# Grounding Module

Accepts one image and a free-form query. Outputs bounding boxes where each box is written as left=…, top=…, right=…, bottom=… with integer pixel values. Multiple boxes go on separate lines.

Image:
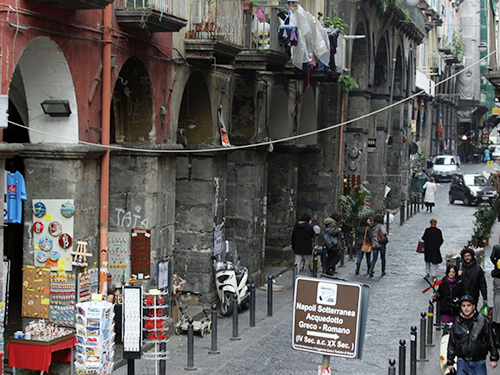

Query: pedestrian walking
left=324, top=213, right=342, bottom=275
left=432, top=264, right=465, bottom=323
left=458, top=249, right=488, bottom=304
left=422, top=219, right=443, bottom=281
left=422, top=177, right=437, bottom=212
left=490, top=243, right=500, bottom=347
left=292, top=213, right=315, bottom=276
left=447, top=294, right=498, bottom=375
left=368, top=215, right=387, bottom=277
left=356, top=216, right=372, bottom=275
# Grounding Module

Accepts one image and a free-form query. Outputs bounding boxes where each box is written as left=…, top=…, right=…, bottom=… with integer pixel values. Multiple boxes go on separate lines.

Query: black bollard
left=231, top=293, right=241, bottom=340
left=267, top=276, right=273, bottom=316
left=208, top=304, right=220, bottom=354
left=387, top=359, right=396, bottom=375
left=418, top=311, right=428, bottom=362
left=427, top=300, right=434, bottom=346
left=127, top=359, right=135, bottom=375
left=398, top=339, right=406, bottom=375
left=410, top=326, right=417, bottom=375
left=250, top=284, right=255, bottom=327
left=184, top=318, right=196, bottom=370
left=436, top=301, right=441, bottom=331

•••

# WORK INSTRUCTIONS:
Extract the rows from their first line through the line containing "left=292, top=213, right=315, bottom=276", including both ends, and reproduce each line unchanged. Leave the pictures out of the answer.

# COMPLETED TASK:
# Grounding Module

Accepts one image and a free-form query. Outputs bounding boxes where each box is written as left=…, top=…, right=…, bottom=… with integer pixel values. Multiple boxes go on separate lines.

Image:

Query: pedestrian walking
left=324, top=213, right=342, bottom=275
left=432, top=264, right=465, bottom=323
left=458, top=249, right=488, bottom=304
left=422, top=219, right=443, bottom=281
left=422, top=177, right=437, bottom=212
left=490, top=243, right=500, bottom=347
left=292, top=213, right=315, bottom=276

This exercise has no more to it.